● DO THIS:
Copy every entry exactly.

[Location identification items]

╭──

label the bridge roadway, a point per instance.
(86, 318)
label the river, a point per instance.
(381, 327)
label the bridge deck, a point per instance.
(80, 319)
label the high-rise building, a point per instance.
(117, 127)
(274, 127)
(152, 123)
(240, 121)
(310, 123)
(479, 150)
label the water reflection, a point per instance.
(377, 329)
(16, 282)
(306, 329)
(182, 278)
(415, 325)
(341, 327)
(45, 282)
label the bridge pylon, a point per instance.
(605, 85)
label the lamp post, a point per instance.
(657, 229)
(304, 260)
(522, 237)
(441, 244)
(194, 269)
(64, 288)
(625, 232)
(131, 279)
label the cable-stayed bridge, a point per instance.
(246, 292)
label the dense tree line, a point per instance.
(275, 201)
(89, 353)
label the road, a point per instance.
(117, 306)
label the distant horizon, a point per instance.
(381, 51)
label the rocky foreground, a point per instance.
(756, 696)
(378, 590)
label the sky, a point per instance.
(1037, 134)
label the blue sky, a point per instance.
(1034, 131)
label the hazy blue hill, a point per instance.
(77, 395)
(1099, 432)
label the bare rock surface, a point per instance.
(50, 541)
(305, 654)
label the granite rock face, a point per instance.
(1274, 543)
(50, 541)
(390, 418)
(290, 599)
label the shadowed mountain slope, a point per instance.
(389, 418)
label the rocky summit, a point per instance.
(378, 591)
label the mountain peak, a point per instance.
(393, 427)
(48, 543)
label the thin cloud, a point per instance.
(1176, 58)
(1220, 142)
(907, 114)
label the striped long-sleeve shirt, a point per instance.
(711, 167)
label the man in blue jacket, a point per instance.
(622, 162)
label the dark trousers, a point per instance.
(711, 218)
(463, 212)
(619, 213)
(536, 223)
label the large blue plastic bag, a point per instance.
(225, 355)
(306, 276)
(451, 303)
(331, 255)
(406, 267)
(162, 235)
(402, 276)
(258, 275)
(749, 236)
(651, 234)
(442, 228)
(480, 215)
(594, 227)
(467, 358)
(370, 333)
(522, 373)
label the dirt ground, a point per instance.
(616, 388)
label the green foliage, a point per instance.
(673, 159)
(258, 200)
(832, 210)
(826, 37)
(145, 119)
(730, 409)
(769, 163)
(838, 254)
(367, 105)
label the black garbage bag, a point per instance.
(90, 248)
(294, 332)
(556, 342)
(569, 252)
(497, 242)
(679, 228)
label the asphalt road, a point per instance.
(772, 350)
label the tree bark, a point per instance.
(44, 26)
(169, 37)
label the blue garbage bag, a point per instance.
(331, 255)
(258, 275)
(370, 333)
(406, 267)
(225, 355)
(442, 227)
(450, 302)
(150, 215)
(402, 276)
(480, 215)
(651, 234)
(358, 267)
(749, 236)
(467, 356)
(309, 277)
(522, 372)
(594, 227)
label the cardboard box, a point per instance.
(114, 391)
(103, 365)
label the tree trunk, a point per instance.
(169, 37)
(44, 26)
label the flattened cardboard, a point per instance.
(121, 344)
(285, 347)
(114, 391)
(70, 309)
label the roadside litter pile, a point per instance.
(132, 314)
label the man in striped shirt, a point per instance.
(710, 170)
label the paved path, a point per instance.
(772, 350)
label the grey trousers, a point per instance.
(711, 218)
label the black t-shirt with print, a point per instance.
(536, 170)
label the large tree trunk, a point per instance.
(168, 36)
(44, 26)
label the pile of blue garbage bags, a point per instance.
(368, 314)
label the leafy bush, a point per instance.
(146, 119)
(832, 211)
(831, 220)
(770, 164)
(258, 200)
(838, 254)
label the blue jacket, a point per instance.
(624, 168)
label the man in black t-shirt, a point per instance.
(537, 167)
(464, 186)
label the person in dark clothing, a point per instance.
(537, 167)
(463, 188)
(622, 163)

╰──

● RESPONSE TO THE TASK:
label the bridge roadway, a point per instance.
(86, 318)
label the river, a point per instance.
(381, 327)
label the bridge deck, a point per instance.
(80, 319)
label the high-rise building, a point per instance.
(117, 127)
(274, 127)
(152, 123)
(240, 121)
(310, 123)
(479, 150)
label the water reflection, a point per instance.
(377, 329)
(16, 282)
(306, 329)
(182, 278)
(415, 325)
(341, 327)
(45, 282)
label the bridge pylon, a point per instance.
(605, 85)
label the lamp post, a point per instance.
(657, 229)
(304, 260)
(522, 237)
(441, 244)
(194, 269)
(64, 288)
(625, 232)
(131, 279)
label the cable-stayed bridge, a point per instance.
(246, 292)
label the dense tree line, a point per instance.
(275, 201)
(89, 353)
label the road, a point per instance.
(117, 306)
label the distant horizon, a point per instance.
(381, 51)
label the rocky foreground, a point per instance.
(756, 696)
(378, 590)
label the sky, a point per instance.
(1037, 134)
label the blue sky, a point per instance.
(1034, 131)
label the hazy blue hill, a point per instance.
(77, 395)
(1099, 432)
label the bare rock surface, a point per instance.
(50, 541)
(305, 654)
label the granite rock face, a point per instance.
(1274, 543)
(50, 541)
(390, 418)
(290, 599)
label the shadowed mountain slope, a point per instance.
(389, 418)
label the rocky summit, a point per instance.
(378, 591)
label the mountain peak, a point per instance.
(393, 427)
(48, 543)
label the thin cloud, a point per instance.
(1176, 58)
(1220, 142)
(907, 114)
label the striped long-sleeve shirt, a point per instance.
(711, 167)
label the man in blue jacket, a point per instance.
(622, 162)
label the dark trousers, a point per instance.
(711, 218)
(463, 212)
(619, 213)
(536, 223)
label the large blue plastic bag, a point per instance.
(225, 355)
(306, 276)
(451, 303)
(331, 255)
(406, 267)
(162, 235)
(402, 276)
(258, 275)
(749, 236)
(651, 234)
(442, 228)
(480, 215)
(594, 227)
(467, 358)
(370, 333)
(522, 373)
label the dirt ground, a point per instance.
(616, 388)
label the green foliage, a point per instance.
(673, 159)
(258, 200)
(832, 210)
(826, 37)
(145, 119)
(730, 409)
(769, 163)
(838, 254)
(367, 105)
label the black garbage bag, a point per instance.
(90, 248)
(294, 332)
(556, 342)
(569, 252)
(497, 242)
(679, 228)
label the asphalt road, a point per instance.
(772, 350)
label the tree bark, a point per instance.
(44, 26)
(169, 37)
label the blue garbage bag, a point per instance.
(331, 255)
(258, 275)
(370, 333)
(406, 267)
(225, 355)
(442, 227)
(450, 302)
(150, 215)
(402, 276)
(480, 215)
(651, 234)
(358, 267)
(749, 236)
(467, 356)
(309, 277)
(522, 372)
(594, 227)
label the cardboard box, a point per instance.
(114, 391)
(103, 365)
label the tree trunk, a point per instance.
(169, 37)
(44, 26)
label the flattened cardboard, a point per instance.
(121, 344)
(285, 347)
(114, 391)
(70, 309)
label the roadside litter pile, a point per instance.
(132, 314)
label the man in striped shirt, a point per instance.
(710, 170)
label the paved path, a point per instance.
(772, 350)
label the grey trousers, a point per instance.
(711, 218)
label the black t-shirt with print, a point per instance.
(536, 170)
label the large tree trunk, a point per instance.
(168, 36)
(44, 26)
label the pile of blue garbage bags, a point per instance.
(368, 314)
label the leafy bush, a point per instance.
(146, 119)
(832, 211)
(831, 220)
(770, 164)
(258, 200)
(838, 254)
label the blue jacket, a point per instance.
(624, 168)
label the man in black t-shirt, a point per instance.
(537, 167)
(464, 186)
label the person in dark clothing, a point per instance.
(537, 167)
(463, 188)
(622, 163)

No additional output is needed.